Problem
Count the lines below containing "shop". Number only.

Raw data
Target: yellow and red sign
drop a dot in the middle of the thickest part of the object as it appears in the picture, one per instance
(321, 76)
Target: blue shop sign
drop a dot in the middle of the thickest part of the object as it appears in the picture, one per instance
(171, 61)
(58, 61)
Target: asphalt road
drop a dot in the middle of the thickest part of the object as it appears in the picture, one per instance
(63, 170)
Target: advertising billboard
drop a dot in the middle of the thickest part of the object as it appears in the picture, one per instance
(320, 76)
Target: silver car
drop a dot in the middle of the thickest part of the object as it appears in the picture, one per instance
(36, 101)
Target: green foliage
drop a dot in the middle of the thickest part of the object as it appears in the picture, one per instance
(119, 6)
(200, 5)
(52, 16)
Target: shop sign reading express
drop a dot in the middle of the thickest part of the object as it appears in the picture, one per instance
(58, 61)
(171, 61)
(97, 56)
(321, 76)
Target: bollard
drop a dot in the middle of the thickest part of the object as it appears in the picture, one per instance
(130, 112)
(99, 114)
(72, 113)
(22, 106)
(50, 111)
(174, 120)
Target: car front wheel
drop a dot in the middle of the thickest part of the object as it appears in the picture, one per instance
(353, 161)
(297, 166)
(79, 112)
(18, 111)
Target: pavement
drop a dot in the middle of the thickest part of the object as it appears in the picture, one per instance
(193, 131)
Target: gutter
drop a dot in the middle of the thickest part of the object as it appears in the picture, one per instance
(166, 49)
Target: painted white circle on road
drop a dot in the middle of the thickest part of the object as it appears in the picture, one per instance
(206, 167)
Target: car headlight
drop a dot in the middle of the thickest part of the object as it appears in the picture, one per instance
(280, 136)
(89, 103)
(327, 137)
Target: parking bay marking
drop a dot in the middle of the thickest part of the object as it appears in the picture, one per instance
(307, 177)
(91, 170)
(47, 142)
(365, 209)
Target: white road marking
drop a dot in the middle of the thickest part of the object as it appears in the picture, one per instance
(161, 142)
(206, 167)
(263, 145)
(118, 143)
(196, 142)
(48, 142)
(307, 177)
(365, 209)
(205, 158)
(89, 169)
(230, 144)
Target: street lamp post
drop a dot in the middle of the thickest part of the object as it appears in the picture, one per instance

Task answer
2